Extracted data entries:
════════════════════

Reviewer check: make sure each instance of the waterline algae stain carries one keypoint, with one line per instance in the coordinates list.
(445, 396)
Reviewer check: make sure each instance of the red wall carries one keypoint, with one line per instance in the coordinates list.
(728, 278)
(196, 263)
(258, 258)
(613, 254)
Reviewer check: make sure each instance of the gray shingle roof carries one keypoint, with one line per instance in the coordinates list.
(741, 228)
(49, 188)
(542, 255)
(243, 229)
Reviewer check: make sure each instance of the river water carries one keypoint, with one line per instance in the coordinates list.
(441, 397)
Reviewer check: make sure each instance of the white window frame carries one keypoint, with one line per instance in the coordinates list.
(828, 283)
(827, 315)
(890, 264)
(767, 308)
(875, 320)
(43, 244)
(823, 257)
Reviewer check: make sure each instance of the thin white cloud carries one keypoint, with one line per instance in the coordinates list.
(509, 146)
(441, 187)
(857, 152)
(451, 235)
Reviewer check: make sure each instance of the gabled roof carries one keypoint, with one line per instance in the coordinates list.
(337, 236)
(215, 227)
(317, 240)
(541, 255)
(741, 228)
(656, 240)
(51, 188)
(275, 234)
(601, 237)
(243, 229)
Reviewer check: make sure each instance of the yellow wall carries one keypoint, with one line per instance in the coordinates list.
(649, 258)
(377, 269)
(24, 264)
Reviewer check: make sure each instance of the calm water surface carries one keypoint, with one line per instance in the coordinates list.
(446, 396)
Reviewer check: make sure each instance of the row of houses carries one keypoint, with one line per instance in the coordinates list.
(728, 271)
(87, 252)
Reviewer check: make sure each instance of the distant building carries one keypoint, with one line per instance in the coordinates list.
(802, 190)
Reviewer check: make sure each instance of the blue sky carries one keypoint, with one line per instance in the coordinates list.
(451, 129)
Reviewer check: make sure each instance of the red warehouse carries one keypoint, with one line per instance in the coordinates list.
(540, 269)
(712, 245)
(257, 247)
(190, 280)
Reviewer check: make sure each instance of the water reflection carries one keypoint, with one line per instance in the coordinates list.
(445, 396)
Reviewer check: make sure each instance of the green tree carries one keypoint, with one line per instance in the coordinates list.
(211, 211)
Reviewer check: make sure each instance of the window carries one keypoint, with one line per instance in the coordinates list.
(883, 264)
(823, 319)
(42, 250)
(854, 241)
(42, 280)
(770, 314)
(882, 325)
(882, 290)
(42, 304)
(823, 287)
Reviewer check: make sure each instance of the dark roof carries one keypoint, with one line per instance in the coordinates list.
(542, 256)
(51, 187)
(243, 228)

════════════════════

What is asked: Can you reproduce every one of the entries above, line for line and without any changes?

Exercise solution:
Reviewer check: make sure each instance of the waterline algae stain carries one keypoint, with one line per instance in the coordinates list.
(445, 396)
Reviewer check: make sure each instance of the red wall carries one keypoint, with one line per instance in the coordinates list.
(728, 278)
(196, 263)
(258, 258)
(613, 254)
Reviewer check: make sure each instance of the gray shingle roof carries one keypoint, with one line per instance in the coordinates list.
(741, 228)
(49, 188)
(542, 255)
(243, 229)
Reviewer check: make sure each instance of the river water carries one keypoint, with one line per instance in the coordinates list.
(441, 397)
Reviewer check: make sure each instance of the white window frame carries one keypoint, with one line per instance in the coordinates list.
(828, 283)
(827, 315)
(890, 264)
(767, 308)
(875, 320)
(43, 244)
(823, 257)
Reviewer check: make sure each instance of the thin white cloud carries one keypoint, with one line per instance in the coordinates list.
(509, 146)
(441, 187)
(857, 152)
(451, 235)
Reviewer check: make sure each instance of the gabled roof carries one keypoint, with one line per instance in the coordinates list.
(337, 236)
(215, 227)
(317, 240)
(541, 255)
(741, 228)
(656, 240)
(51, 188)
(275, 234)
(601, 237)
(243, 229)
Reviewer check: make sure each instance of the yellow wall carries one keypoint, with one line per instance in the coordinates list.
(649, 258)
(377, 269)
(24, 264)
Reviewer check: make sure each instance of the calm water surface carries one keypoint, with one line per instance in the coordinates list.
(446, 396)
Reviewer check: make sure each instance of the row of houses carries one keypoint, with one line per instance in the coordinates list.
(728, 271)
(87, 252)
Reviewer check: make sure each instance of the distant building carries one keypoint, with one line per instance in the coordinates list.
(802, 190)
Reviewer check: make sure each instance of the blue sky carries one keypoint, with one line per instance in the coordinates list.
(451, 129)
Reviewer check: make sure each instance of the red warehouse carries one keypoint, with one line per instance in the coordinates list.
(540, 269)
(712, 245)
(257, 247)
(190, 280)
Reviewer check: make sure each instance of the water reflection carries one keypoint, with one line per instance in the coordinates list.
(445, 396)
Reviewer check: make sure each instance of the green tree carries one keypoint, with one line per instance in the coordinates list.
(211, 211)
Reviewer check: make sure each instance of the window carries one keypoint, with one line per instance in the coordinates list.
(883, 264)
(823, 319)
(42, 250)
(854, 241)
(42, 280)
(770, 314)
(882, 325)
(882, 290)
(42, 304)
(823, 287)
Reviewer check: make sure each instance of the dark roof carries one keypoint, with one line per instance in the coordinates list.
(542, 256)
(51, 187)
(243, 228)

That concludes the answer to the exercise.